[Brief]
Copy out every record below with complete accuracy.
---------- Records provided
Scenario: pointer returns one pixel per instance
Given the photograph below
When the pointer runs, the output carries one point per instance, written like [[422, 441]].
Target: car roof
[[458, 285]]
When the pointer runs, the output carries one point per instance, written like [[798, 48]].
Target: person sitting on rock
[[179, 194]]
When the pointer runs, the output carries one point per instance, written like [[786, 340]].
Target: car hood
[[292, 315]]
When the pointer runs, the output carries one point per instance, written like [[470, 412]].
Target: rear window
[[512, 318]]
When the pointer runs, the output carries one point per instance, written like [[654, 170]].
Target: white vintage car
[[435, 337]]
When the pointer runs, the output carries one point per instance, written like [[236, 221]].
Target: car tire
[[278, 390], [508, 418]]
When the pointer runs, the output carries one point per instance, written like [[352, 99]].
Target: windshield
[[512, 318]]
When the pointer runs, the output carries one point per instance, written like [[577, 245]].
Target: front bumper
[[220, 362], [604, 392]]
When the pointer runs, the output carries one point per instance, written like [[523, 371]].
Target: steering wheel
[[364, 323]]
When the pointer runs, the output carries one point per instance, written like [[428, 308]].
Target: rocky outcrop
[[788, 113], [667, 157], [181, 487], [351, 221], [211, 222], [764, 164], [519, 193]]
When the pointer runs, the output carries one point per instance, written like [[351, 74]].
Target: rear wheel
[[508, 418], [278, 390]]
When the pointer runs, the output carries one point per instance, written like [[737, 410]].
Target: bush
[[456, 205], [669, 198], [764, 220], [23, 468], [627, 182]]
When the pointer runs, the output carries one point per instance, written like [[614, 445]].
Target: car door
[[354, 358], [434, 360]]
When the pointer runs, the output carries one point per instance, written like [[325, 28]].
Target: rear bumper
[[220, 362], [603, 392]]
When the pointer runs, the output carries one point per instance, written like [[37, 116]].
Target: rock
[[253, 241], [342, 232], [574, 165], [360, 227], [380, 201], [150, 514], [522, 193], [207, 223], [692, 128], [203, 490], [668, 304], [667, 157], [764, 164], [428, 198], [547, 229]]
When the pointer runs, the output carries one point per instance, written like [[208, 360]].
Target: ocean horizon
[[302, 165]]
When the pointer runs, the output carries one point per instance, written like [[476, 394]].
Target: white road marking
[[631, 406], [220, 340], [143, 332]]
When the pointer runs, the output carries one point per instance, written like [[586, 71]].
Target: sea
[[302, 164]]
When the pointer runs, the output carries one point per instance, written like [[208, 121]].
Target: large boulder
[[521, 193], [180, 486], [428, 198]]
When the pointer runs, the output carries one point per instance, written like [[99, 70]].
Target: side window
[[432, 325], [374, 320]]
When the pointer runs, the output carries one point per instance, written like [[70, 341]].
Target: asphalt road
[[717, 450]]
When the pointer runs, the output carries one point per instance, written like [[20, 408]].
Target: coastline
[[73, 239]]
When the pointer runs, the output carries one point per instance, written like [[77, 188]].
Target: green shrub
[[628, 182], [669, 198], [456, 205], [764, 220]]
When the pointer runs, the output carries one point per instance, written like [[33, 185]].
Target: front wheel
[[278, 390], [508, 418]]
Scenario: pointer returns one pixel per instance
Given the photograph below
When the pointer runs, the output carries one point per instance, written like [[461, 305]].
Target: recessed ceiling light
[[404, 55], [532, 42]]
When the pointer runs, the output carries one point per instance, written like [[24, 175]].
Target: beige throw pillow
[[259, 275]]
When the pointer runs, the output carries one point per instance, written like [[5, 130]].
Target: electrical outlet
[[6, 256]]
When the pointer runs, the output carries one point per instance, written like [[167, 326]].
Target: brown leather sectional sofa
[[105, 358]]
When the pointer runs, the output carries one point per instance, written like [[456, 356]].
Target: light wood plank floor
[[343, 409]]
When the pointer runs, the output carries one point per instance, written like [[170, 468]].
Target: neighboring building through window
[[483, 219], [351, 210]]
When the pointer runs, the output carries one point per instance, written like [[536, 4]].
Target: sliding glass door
--------------------
[Exercise output]
Scenario: pointer returns one pixel per instance
Given the photograph below
When the pointer runs, the output carries one point per instance, written like [[422, 441]].
Target: car roof
[[458, 285]]
When the pointer runs, the output carries one point per instance, written like [[798, 48]].
Target: person sitting on rock
[[179, 194]]
When the pointer runs, the output carries one point per instance, written like [[786, 340]].
Target: car hood
[[292, 315]]
When the pointer runs, the output carries one point per instance, written like [[470, 412]].
Target: rear window
[[512, 318]]
When the pointer runs, the output carries one point per instance, written like [[654, 170]].
Target: white vintage car
[[435, 337]]
When the pointer runs, the output carries one point per instance, written like [[236, 221]].
Target: car tire
[[278, 390], [508, 418]]
When the pointer runs, the output carries one point per instance, written like [[352, 99]].
Target: windshield
[[512, 318]]
When the pointer runs, the output carries one point per instance, written like [[577, 245]].
Target: front bumper
[[220, 362], [604, 392]]
When the pointer runs, the output carries one point per instance, written like [[523, 371]].
Target: steering wheel
[[364, 323]]
When the pointer runs, the output carries one point per instance, written like [[428, 308]].
Target: rocky outcrop
[[788, 113], [667, 157], [181, 487], [351, 221], [211, 222], [764, 164], [519, 193]]
When the pointer runs, the output carries one point per instance, written like [[351, 74]].
Target: rear wheel
[[508, 418], [278, 390]]
When the pointer runs, the output carries one point per instance, written like [[737, 410]].
Target: bush
[[456, 205], [669, 198], [764, 220], [23, 468], [627, 182]]
When the pointer runs, the output carries one point per instance, written like [[614, 445]].
Target: car door
[[354, 358], [434, 360]]
When the pointer runs, the output carries one point per instance, written like [[325, 28]].
Target: rear bumper
[[220, 362], [603, 392]]
When the pointer runs, the output carries one point per instance, written like [[37, 116]].
Target: rock
[[253, 241], [342, 232], [574, 165], [360, 227], [380, 201], [150, 514], [522, 193], [207, 223], [692, 128], [203, 490], [668, 304], [667, 157], [764, 164], [428, 198], [547, 229]]
When the pointer runs, the output carries one point per instance, written like [[208, 360]].
Target: ocean horizon
[[302, 165]]
When the pointer runs, the output carries one point per instance, written like [[476, 394]].
Target: white road marking
[[631, 406], [220, 340], [143, 332]]
When the pointer runs, the output carries one point per instance, written like [[586, 71]].
Target: sea
[[302, 164]]
When the pointer runs, the output carries one point per instance, written like [[208, 121]].
Target: large boulder
[[521, 193], [180, 486], [428, 198]]
When the pointer runs, the output carries one point per instance, written like [[99, 70]].
Target: side window
[[432, 325], [374, 320]]
When the pointer runs, the output carries one point per instance, written like [[70, 341]].
Target: asphalt road
[[717, 450]]
When the pointer runs, the output carries one point per instance, written like [[20, 408]].
Target: coastline
[[73, 239]]
When the pointer runs, the output carries one point per instance, written like [[77, 188]].
Target: green shrub
[[628, 182], [669, 198], [456, 205], [764, 220]]
When the pointer runs, the output carries one point per instance, written like [[33, 185]].
Target: front wheel
[[278, 390], [508, 418]]
Scenario: pointer returns one pixel per instance
Given the photograph below
When the pointer runs, the output carries one point per instance, written like [[461, 305]].
Target: recessed ceiling light
[[404, 55], [532, 42]]
When the pointer runs, the output carries one point per instance, written like [[24, 175]].
Target: beige throw pillow
[[259, 275]]
When the pointer runs, the output carries one point per instance, written like [[5, 130]].
Target: electrical outlet
[[6, 256]]
When the pointer runs, the output carries one point per instance, written like [[167, 326]].
Target: brown leather sectional sofa
[[105, 358]]
When the pointer runs, the output carries one point per instance, written like [[456, 356]].
Target: light wood plank floor
[[343, 409]]
When the pointer runs, the output carries one point per instance, written like [[170, 468]].
Target: neighboring building through window
[[483, 219], [351, 210]]
When the pointer runs, the output carries one point per instance, written like [[536, 4]].
Target: sliding glass door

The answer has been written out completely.